__Record set__.

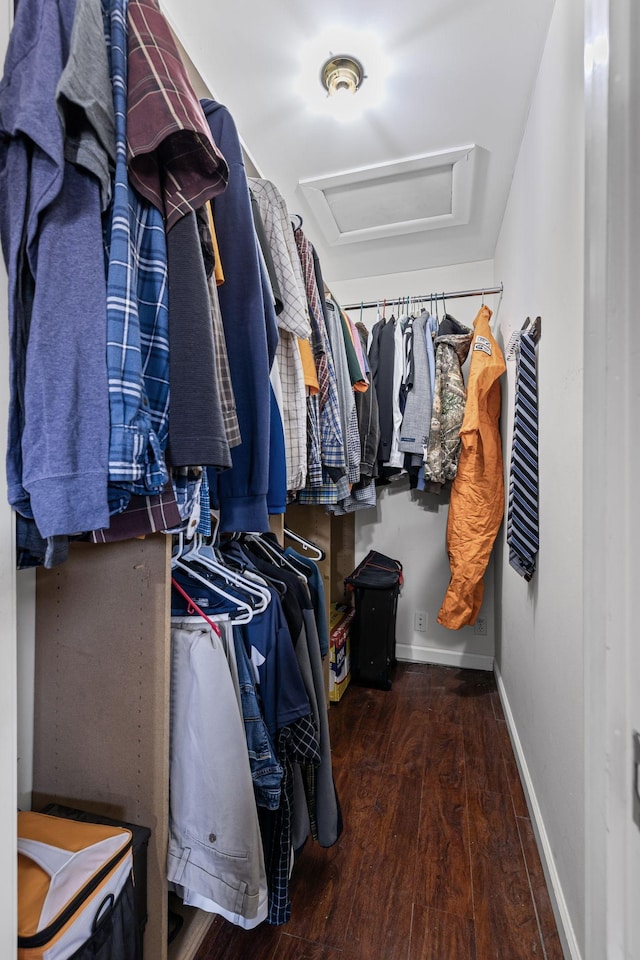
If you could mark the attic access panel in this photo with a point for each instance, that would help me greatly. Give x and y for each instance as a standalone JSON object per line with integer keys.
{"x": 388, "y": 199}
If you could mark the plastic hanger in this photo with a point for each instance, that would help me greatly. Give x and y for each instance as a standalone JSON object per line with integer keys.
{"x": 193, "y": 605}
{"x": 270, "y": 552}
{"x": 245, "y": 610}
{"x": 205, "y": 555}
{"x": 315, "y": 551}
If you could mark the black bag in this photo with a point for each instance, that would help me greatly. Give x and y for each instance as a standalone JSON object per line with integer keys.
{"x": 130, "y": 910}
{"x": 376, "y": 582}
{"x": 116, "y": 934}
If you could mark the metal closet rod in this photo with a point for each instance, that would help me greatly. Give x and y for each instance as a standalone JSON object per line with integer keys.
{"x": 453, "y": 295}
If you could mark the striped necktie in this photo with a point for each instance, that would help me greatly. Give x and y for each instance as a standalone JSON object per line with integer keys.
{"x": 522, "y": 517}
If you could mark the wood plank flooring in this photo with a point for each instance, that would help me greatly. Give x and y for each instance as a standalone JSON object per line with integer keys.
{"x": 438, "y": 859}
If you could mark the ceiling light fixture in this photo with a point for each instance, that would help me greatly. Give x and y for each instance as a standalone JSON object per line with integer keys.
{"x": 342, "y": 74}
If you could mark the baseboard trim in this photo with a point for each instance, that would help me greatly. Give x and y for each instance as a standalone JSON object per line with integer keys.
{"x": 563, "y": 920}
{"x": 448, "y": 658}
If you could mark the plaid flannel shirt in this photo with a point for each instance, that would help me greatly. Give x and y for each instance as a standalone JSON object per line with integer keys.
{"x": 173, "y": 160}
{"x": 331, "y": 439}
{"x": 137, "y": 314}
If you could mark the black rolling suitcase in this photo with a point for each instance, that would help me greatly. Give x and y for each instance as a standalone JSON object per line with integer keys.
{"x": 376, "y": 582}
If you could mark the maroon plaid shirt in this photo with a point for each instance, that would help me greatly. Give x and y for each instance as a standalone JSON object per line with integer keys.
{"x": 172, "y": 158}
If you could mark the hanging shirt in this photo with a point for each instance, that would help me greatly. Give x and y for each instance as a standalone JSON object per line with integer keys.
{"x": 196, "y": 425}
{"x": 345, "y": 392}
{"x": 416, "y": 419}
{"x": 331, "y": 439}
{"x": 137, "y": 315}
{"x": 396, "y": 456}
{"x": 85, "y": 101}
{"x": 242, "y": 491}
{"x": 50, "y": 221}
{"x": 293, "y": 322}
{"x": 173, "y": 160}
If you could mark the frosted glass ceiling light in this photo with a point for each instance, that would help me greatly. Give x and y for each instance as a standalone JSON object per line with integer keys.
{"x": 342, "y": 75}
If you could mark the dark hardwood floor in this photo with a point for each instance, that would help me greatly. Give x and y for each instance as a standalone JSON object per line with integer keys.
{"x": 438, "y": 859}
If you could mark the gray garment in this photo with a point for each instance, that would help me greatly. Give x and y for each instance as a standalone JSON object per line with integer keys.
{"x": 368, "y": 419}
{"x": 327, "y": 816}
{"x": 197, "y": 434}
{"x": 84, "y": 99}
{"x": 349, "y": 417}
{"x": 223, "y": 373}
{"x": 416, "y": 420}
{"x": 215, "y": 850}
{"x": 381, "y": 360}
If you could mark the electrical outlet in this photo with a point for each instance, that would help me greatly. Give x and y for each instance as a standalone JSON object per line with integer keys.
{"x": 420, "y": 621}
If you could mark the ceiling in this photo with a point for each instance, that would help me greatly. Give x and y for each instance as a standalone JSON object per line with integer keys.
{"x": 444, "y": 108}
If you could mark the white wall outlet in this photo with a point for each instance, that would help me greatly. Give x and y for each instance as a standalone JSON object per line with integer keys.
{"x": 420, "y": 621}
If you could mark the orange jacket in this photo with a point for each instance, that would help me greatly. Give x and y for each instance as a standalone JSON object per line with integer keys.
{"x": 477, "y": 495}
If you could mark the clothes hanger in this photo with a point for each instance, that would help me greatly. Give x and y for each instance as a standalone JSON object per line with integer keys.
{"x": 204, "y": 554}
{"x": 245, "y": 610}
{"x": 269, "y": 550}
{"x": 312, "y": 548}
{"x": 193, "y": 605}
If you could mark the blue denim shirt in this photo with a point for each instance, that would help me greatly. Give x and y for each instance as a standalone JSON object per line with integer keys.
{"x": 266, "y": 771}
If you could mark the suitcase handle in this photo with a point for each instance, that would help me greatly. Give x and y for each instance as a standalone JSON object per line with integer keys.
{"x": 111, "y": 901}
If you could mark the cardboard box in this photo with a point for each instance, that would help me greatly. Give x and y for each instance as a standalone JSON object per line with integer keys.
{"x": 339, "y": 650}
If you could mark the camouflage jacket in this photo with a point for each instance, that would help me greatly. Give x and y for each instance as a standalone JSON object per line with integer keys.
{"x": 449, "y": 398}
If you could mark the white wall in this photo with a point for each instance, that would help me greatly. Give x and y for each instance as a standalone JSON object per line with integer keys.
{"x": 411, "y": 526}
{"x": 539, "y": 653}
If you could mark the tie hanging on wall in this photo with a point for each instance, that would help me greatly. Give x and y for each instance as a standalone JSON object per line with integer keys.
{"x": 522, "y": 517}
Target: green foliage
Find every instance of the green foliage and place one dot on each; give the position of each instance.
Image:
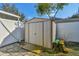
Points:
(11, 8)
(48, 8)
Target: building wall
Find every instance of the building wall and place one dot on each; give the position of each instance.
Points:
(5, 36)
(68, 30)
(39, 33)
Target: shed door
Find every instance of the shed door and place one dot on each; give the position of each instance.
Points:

__What is being asked__. Without altering anything, output all the lines above but none of the images.

__Written response__.
If you could mark the attic access panel in this photo with a point for each instance, that would help me greatly. Give x and y for each instance as a standalone JSON object per line with integer keys.
{"x": 388, "y": 199}
If you could mark the plastic hanger in this photo with a point for each instance, that would help me greatly. Give x and y for each instance as a standalone JSON object per line with integer keys.
{"x": 193, "y": 605}
{"x": 270, "y": 552}
{"x": 245, "y": 610}
{"x": 205, "y": 555}
{"x": 315, "y": 551}
If you could mark the black bag in this photo with a point for each instance, that would help me greatly. Give x and y for each instance as a standalone JSON object per line with integer keys.
{"x": 130, "y": 910}
{"x": 376, "y": 582}
{"x": 116, "y": 934}
If you could mark the metal closet rod in this photo with a point for each instance, that would help me greatly. Give x and y for each instance as a standalone JSON object per line with integer keys.
{"x": 453, "y": 295}
If you could mark the striped necktie in this photo with a point for each instance, that would help me greatly. Give x and y for each instance as a standalone JSON object per line with integer keys.
{"x": 522, "y": 517}
If you could mark the wood plank flooring in this photo with a point for each instance, that would help me greatly. Give x and y for each instance as a standalone JSON object per line with integer keys.
{"x": 438, "y": 859}
If you could mark the ceiling light fixture in this photo with a point for each instance, that would help me greatly. Give x and y for each instance as a standalone JSON object per line with integer keys.
{"x": 342, "y": 74}
If you could mark the baseboard trim in this photo with a point for each instance, that would help me greatly. Give x and y for each instance as a standalone JSON object per line with integer keys.
{"x": 563, "y": 920}
{"x": 448, "y": 658}
If you could mark the plaid flannel shirt in this photo with a point for each instance, that would help me greatly. Give x and y for each instance as a standalone JSON object per line with integer keys.
{"x": 173, "y": 160}
{"x": 331, "y": 439}
{"x": 137, "y": 314}
If you could mark the black rolling suitcase in this photo with a point for each instance, that would help me greatly. Give x and y for each instance as a standalone JSON object per line with integer keys.
{"x": 376, "y": 582}
If you could mark the maroon plaid shirt in this photo with a point for each instance, that would help me greatly. Give x and y for each instance as a standalone JSON object per line with integer keys.
{"x": 172, "y": 158}
If you could mark the hanging shirt in this photo with a point for each instance, that would help me greatly. Give x and y for each instance as a standalone JSON object per line with integer keys.
{"x": 196, "y": 425}
{"x": 345, "y": 392}
{"x": 416, "y": 419}
{"x": 331, "y": 439}
{"x": 137, "y": 315}
{"x": 396, "y": 456}
{"x": 85, "y": 101}
{"x": 242, "y": 491}
{"x": 50, "y": 221}
{"x": 293, "y": 322}
{"x": 173, "y": 160}
If you could mark the frosted glass ceiling light in this photo with a point for each instance, that would help me greatly. Give x and y for each instance as a standalone JSON object per line with integer keys.
{"x": 342, "y": 75}
If you could mark the dark hardwood floor in this photo with a point for each instance, that would help me greatly. Give x and y for each instance as a standalone JSON object per line with integer keys.
{"x": 438, "y": 859}
If you could mark the gray garment in this photo with a point for each instance, that would help me greatly. Give x and y for each instance as a standalone JSON object per line with integer keys.
{"x": 368, "y": 419}
{"x": 327, "y": 816}
{"x": 197, "y": 434}
{"x": 84, "y": 99}
{"x": 349, "y": 417}
{"x": 223, "y": 373}
{"x": 416, "y": 420}
{"x": 215, "y": 850}
{"x": 381, "y": 360}
If you could mark the electrical outlet in this photo with a point for each instance, that would help me greatly. Give x and y for each instance as a standalone JSON object per line with integer keys.
{"x": 420, "y": 621}
If you could mark the ceiling in this photo with a point for each instance, that would help me greatly. Give x and y for each instance as a standalone JSON object per line with integer keys.
{"x": 444, "y": 108}
If you could mark the white wall outlet in this photo with a point for each instance, that would help me greatly. Give x and y for each instance as a standalone JSON object per line with integer keys.
{"x": 420, "y": 621}
If you could mark the orange jacket in this photo with a point for each instance, that would help me greatly. Give x and y for each instance as a standalone JSON object per line with integer keys.
{"x": 477, "y": 495}
If you could mark the clothes hanger in this photo with a point for each instance, that would help me greatly. Give x and y for each instance as a standalone JSON object per line with integer keys.
{"x": 204, "y": 554}
{"x": 245, "y": 610}
{"x": 269, "y": 550}
{"x": 312, "y": 548}
{"x": 193, "y": 605}
If you could mark the blue denim shirt in this photo with a point for each instance, that would help me greatly. Give x and y for each instance as a standalone JSON object per line with integer keys.
{"x": 266, "y": 771}
If you could mark the suitcase handle in this photo with a point for each instance, that would help me greatly. Give x and y for each instance as a standalone JSON object per line with integer keys.
{"x": 111, "y": 901}
If you could mark the cardboard box in this photo with a point for each instance, that would help me greatly. Give x and y for each instance as a standalone JSON object per line with integer keys.
{"x": 339, "y": 650}
If you could mark the camouflage jacket in this photo with a point for each instance, that would help me greatly. Give x and y for each instance as a standalone JSON object per line with integer keys.
{"x": 449, "y": 398}
If you could mark the white wall in this photo with a point for each instance, that would help me greatly. Give x and y for each instance as a standalone JSON object per line with integer keys.
{"x": 411, "y": 526}
{"x": 539, "y": 653}
If you could mark the tie hanging on wall in this photo with a point for each instance, that would help me greatly. Give x and y for each instance as a standalone JSON object per line with integer keys.
{"x": 522, "y": 517}
Target: green foliage
Find every instance of the green foliage and place one dot on each; give the position of each instance.
Image:
Points:
(11, 8)
(48, 8)
Target: building wall
Find every instance of the building wall and place one dot on each; give the position of each instance.
Points:
(5, 36)
(68, 30)
(39, 33)
Target: shed door
Find every instance of the shed door and place one dot on each; give the position of each instance.
Points:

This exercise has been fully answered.